### ЧАСТИ ЗАДАНИЯ
1. Что, по словам отрывка, прочитывал Стендаль перед тем, как описывать бурные и трагические сцены в своих романах?
2. Пожалуйста, замените «волей» на «силой» и приведите часть отрывка, начиная со слов «Надо сдерживать свою» и заканчивая словами «божественном завете художнику.».

### ОТРЫВОК ДЛЯ ЧТЕНИЯ

====

Стендаль, прежде чем приняться за описание бурных и трагических сцен в своих романах, прочитывал несколько глав из Уголовного кодекса, «чтобы дать себе верный тон». Мериме для передачи патетических страстей, кипящих в его рассказах, намеренно избирал самый бесстрастный и ледяной стиль. Флобер, чтобы совладать с буйным преизбытком своей фантазии, принял на себя, как дисциплину, работу над реальным романом и написал «Madame Bovary».

То же самое стремление мы видим и в приведенных описаниях Толстого и Достоевского.

«Творчество начинается только там, где начинается самоограничение», – сказал Гёте. Это относится не только к фантазии, не только к теснящимся мыслям и образам, но прежде всего и главным образом – к чувству.

Надо сдерживать свою чувствительность – тогда она становится чувством. Надо не давать проливаться жалости и состраданию в чувство мести и негодования, тогда они станут любовью. Надо овладеть своею нервностью, тогда она станет волей. Надо научиться молчать о многом, тогда можно стать писателем.

Детские игры уже раз помогли нам разобраться в запутанном вопросе о происхождении жестокости, в детской же игре мы найдем и откровение о божественном завете художнику.

Вам всем, конечно, приходилось в свое время играть в фанты. Эта игра, как вы помните, начинается обыкновенно такой присказкой: Вам барыня прислала сто рублей, Что хотите, то купите. «Да» и «Нет» не говорите, Черного и белого не покупайте.

====

### СПИСОК ЗАПИСЕЙ
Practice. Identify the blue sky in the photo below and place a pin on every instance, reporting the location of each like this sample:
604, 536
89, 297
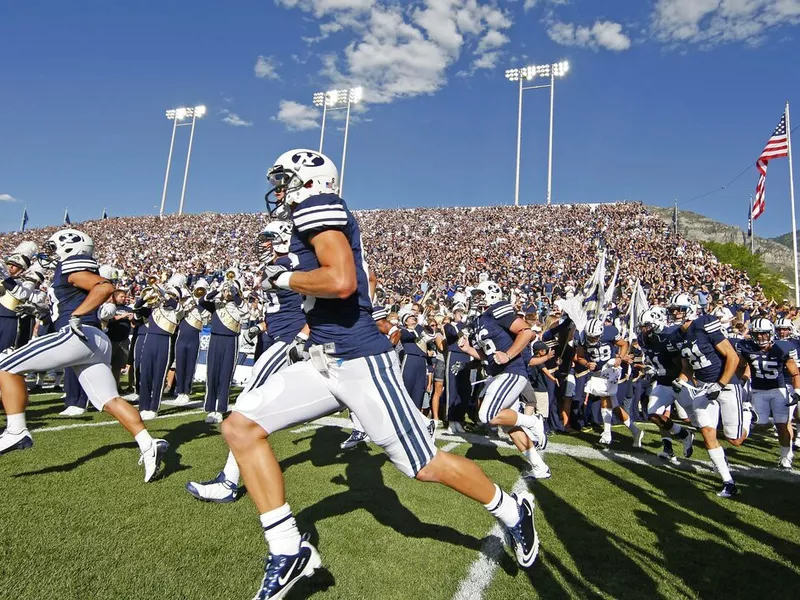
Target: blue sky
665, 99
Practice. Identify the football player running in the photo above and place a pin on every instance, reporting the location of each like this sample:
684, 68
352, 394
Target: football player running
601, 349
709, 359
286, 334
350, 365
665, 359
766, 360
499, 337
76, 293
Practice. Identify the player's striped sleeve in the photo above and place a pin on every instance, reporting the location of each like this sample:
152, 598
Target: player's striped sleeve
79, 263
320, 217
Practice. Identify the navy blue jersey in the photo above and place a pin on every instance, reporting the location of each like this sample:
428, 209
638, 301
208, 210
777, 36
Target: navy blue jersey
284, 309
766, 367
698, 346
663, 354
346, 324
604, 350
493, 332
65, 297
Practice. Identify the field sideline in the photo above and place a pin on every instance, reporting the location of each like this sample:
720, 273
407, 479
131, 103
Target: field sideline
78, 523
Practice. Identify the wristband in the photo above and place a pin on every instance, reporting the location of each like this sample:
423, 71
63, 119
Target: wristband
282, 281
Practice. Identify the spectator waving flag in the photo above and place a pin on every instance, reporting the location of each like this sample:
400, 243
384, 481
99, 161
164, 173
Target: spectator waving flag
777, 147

====

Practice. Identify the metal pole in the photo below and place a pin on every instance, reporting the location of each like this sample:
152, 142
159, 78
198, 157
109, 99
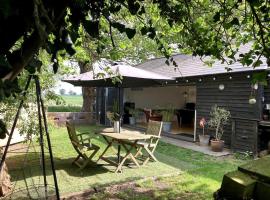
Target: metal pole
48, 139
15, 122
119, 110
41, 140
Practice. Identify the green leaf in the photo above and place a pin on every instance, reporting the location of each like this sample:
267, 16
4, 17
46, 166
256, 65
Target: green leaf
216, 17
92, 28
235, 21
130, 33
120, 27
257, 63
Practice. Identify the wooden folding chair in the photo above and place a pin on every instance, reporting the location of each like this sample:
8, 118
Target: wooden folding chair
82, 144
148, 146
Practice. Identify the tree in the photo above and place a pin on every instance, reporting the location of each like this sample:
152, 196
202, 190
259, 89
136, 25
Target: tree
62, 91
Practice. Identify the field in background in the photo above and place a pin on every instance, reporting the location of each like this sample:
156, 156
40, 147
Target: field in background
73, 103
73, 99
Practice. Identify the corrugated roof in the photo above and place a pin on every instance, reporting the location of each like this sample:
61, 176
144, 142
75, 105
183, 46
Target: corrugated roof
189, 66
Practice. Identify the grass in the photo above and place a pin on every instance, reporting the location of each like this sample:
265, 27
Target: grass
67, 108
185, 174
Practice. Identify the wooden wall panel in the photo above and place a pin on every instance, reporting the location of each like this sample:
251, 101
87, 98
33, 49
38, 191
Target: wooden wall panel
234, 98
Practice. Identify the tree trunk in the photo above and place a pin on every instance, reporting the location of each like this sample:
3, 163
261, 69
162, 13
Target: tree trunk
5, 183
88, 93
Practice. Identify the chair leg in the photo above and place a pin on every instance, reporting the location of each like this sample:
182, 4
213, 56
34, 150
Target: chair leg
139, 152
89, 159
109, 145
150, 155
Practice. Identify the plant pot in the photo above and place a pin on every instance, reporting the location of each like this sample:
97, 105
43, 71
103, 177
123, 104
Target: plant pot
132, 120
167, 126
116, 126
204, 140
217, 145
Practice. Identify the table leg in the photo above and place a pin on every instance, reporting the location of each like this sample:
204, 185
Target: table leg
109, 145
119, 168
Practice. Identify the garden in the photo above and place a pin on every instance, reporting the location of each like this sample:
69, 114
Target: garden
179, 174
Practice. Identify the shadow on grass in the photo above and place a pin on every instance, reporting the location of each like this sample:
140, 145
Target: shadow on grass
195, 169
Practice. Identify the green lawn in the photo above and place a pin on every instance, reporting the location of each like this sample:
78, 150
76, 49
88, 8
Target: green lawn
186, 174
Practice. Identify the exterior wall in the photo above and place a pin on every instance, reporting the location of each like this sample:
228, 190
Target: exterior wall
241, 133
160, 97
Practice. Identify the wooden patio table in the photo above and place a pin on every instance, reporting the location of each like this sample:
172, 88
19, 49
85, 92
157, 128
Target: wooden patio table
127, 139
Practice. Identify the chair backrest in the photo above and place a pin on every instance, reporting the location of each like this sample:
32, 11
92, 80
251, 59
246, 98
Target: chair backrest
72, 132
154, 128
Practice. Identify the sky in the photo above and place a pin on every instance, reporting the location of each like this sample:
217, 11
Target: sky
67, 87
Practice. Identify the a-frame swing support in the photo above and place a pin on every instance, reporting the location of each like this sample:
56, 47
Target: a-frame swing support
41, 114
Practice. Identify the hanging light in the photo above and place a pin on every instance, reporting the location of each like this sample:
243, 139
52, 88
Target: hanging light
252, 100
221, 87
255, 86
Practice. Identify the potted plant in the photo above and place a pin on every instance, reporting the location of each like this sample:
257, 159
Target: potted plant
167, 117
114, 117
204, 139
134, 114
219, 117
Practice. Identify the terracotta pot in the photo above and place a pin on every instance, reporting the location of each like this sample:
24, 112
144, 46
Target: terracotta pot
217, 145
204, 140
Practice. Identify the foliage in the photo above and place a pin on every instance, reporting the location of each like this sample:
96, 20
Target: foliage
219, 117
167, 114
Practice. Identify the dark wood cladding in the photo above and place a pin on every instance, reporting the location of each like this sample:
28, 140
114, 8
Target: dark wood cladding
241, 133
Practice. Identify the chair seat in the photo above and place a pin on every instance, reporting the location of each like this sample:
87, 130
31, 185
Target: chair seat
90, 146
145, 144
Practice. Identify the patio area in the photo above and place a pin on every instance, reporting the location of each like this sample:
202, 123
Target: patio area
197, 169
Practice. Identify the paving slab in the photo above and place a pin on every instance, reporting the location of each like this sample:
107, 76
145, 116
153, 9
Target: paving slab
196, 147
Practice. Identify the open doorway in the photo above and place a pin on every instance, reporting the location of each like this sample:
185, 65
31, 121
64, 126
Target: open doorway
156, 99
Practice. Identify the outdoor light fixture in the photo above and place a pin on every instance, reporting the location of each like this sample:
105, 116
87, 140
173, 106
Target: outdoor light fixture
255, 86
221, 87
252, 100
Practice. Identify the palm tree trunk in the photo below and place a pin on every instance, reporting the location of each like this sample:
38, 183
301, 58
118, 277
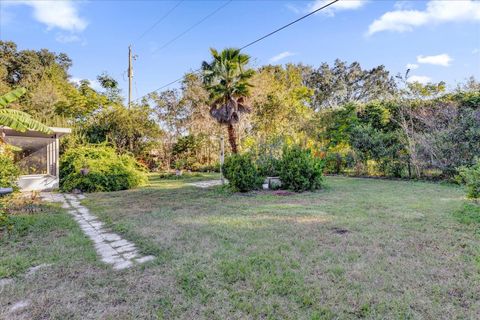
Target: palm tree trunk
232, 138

====

### ОТВЕТЫ ПО ЗАДАНИЯМ
1. Несколько глав из Уголовного кодекса.

2.
Надо сдерживать свою чувствительность – тогда она становится чувством. Надо не давать проливаться жалости и состраданию в чувство мести и негодования, тогда они станут любовью. Надо овладеть своею нервностью, тогда она станет силой. Надо научиться молчать о многом, тогда можно стать писателем.

Детские игры уже раз помогли нам разобраться в запутанном вопросе о происхождении жестокости, в детской же игре мы найдем и откровение о божественном завете художнику.